- Text passage:
_ _ _ _ _

The ingested layers have the RGB, near infrared, and QA bands of landsat 8 data.
This dict maps the band names to band index, for more readable code.

We also define a color ramp for viewing NDVI data.


In [None]:
bands = { "Blue": 0,
          "Green": 1,
          "Red": 2,
          "NIR": 3,
          "QA": 4 }
ndvi_breaks_dict = {0.05:0xffffe5aa, 0.1:0xf7fcb9ff, 0.2:0xd9f0a3ff, 0.3:0xaddd8eff, 0.4:0x78c679ff, 0.5:0x41ab5dff, 0.6:0x238443ff, 0.7:0x006837ff, 1.0:0x004529ff}
ndvi_color_map = gps.ColorMap.from_break_map(ndvi_breaks_dict)

## Objective 1: Cloud mask and mosaic images for your county and view it on the map.

Query the layer for your county during the summer months (6 - 8). Mosaic the images together using the functions defined below. Show the mosaiced layer on the map.

_ _ _ _ _

Location identification entries:
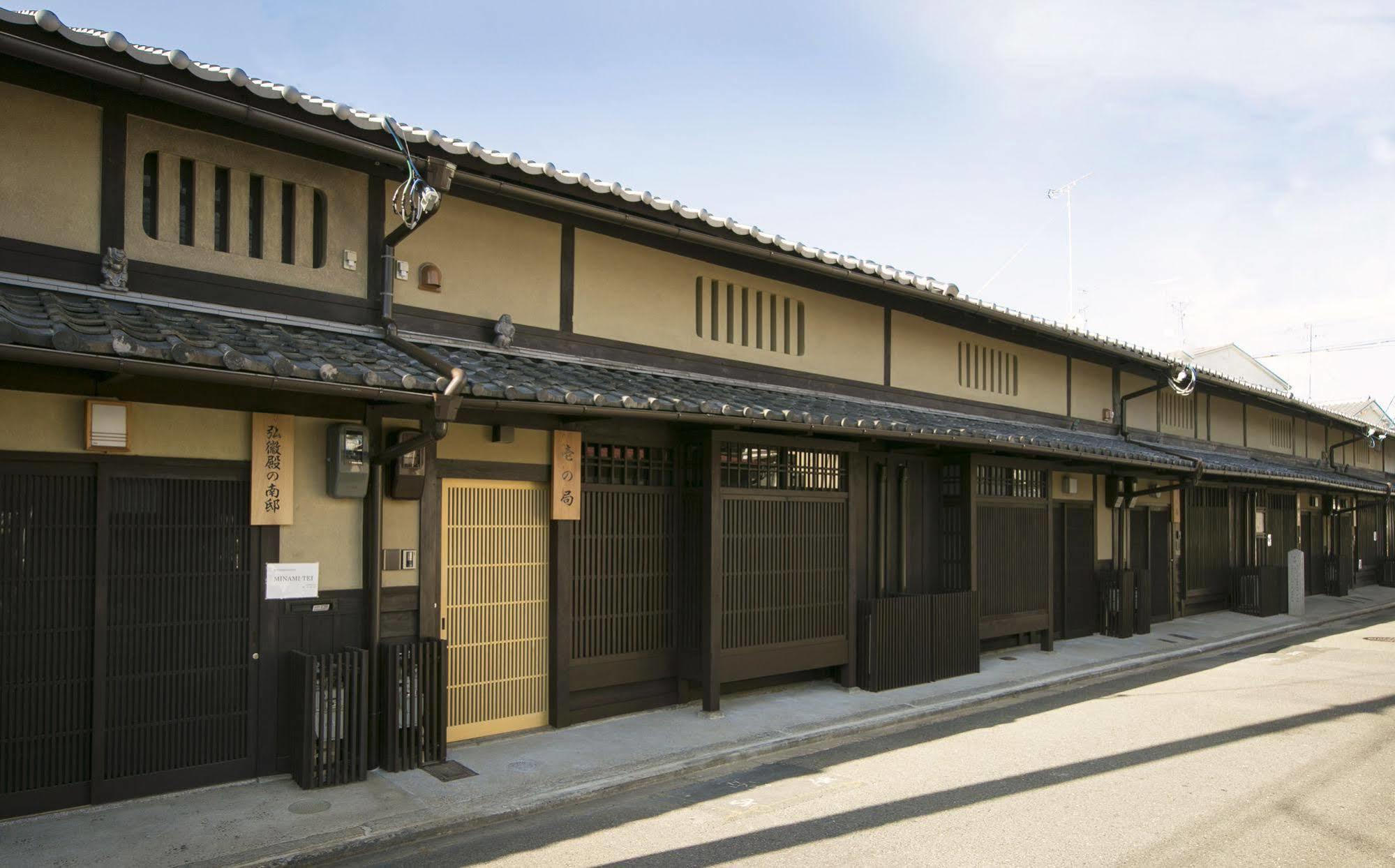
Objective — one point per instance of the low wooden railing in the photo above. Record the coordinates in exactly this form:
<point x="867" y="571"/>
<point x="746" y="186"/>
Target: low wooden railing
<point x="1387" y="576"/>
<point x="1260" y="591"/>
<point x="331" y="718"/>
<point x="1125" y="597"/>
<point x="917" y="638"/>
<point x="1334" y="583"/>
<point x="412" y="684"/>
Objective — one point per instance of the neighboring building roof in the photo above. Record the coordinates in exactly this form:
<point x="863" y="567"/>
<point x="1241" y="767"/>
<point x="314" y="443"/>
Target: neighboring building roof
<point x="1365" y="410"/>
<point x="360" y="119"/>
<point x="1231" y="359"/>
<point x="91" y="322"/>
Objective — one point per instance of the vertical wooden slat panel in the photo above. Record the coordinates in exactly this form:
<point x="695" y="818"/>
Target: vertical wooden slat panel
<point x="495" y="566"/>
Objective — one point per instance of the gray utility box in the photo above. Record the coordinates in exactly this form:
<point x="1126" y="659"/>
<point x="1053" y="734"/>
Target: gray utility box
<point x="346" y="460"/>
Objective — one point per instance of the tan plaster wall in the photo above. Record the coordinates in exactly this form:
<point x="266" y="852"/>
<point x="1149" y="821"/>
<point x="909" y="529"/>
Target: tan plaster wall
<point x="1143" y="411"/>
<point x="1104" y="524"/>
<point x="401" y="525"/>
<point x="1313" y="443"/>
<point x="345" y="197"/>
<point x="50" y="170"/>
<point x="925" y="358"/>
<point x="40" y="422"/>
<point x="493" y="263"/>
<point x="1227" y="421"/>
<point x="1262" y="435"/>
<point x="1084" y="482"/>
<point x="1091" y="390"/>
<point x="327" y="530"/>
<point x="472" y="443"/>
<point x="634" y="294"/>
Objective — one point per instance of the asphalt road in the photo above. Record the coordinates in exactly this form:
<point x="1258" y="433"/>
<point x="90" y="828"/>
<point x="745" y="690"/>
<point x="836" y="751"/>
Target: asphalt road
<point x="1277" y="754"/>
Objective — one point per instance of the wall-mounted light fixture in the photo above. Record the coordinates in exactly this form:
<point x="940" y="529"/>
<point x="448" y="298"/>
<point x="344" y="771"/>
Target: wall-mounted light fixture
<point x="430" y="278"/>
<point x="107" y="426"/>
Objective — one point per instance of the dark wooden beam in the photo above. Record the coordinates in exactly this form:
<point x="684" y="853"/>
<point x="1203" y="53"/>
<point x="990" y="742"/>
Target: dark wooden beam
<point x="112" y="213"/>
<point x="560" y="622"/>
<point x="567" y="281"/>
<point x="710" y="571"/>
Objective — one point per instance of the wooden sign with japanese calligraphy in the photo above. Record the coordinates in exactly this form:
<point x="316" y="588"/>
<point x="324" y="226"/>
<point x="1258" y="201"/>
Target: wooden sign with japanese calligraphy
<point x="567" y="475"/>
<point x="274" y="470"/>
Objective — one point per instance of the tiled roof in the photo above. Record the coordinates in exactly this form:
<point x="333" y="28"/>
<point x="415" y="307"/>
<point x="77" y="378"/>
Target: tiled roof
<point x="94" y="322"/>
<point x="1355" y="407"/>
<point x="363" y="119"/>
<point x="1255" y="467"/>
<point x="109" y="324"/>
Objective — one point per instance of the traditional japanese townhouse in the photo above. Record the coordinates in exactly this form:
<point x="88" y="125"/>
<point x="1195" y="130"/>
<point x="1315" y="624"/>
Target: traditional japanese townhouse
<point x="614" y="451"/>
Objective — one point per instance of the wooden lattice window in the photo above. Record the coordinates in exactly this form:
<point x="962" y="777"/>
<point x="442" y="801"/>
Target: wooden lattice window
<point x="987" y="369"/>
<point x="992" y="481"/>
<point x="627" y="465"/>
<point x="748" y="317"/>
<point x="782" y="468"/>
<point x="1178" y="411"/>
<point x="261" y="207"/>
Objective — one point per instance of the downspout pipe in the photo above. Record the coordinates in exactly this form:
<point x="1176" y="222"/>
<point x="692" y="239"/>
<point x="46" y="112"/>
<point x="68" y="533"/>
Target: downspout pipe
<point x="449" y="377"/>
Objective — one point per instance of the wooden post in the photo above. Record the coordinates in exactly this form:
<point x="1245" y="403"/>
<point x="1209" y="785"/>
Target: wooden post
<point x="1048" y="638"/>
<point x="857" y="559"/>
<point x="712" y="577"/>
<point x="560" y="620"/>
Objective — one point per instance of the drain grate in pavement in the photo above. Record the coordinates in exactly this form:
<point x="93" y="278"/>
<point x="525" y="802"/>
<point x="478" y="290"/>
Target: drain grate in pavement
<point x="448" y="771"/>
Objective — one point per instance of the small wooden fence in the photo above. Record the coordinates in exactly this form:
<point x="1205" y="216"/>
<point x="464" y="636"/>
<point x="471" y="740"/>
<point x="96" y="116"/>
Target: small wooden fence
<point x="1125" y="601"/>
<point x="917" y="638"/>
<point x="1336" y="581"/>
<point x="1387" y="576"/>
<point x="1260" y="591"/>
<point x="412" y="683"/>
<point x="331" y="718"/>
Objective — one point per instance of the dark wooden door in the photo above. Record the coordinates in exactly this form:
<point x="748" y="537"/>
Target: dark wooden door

_ _ _ _ _

- Requirements:
**a)** Return, unchanged, the lines of the entries from the one holding "Objective — one point per instance of the wooden post" through the final line of the entries, inclusive.
**b)** Supply the next part of the Landsat NDVI notebook text, starting after its last sentence.

- Answers by task:
**a)**
Objective — one point per instance of the wooden post in the photo above. Record the coordinates in exactly this form:
<point x="1245" y="403"/>
<point x="1209" y="785"/>
Target: wooden post
<point x="1048" y="638"/>
<point x="857" y="559"/>
<point x="712" y="577"/>
<point x="560" y="620"/>
Objective — one point per instance of the drain grate in pavement in the photo above. Record the coordinates in exactly this form:
<point x="93" y="278"/>
<point x="525" y="802"/>
<point x="478" y="290"/>
Target: drain grate in pavement
<point x="448" y="771"/>
Objective — one point per instance of the small wooden fence in the photo above. Record the coordinates in exactly this form:
<point x="1205" y="216"/>
<point x="464" y="636"/>
<point x="471" y="740"/>
<point x="96" y="116"/>
Target: small wooden fence
<point x="1125" y="601"/>
<point x="917" y="638"/>
<point x="1336" y="581"/>
<point x="1387" y="576"/>
<point x="1260" y="591"/>
<point x="412" y="683"/>
<point x="331" y="718"/>
Objective — one point per instance of the dark wooden door in the photo above. Record the coordinates in exactly this form:
<point x="748" y="537"/>
Target: dark wooden door

**b)**
In [None]:
def mask_clouds(tile):
    # Use the Landsat QA band to mask out cloud values
    qa = tile.cells[bands["QA"]]
    #cloud = np.bitwise_and(qa, 0x4000)
    #cirrus = np.bitwise_and(qa, 0x2000)
    cloud = np.right_shift(qa, 14)
    result_bands = []
    for band in tile.cells[:-1]:
        band[cloud == 3] = 0
        result_bands.append(band)
    return gps.Tile.from_numpy_array(np.array(result_bands), no_data_value=0)

def mosaic(tiles):
    # Mosiac by taking the youngest pixel.
    sorted_tiles = sorted(list(tiles), key=lambda x: x[0], reverse=True)
    result = sorted_tiles[0][1].cells.copy()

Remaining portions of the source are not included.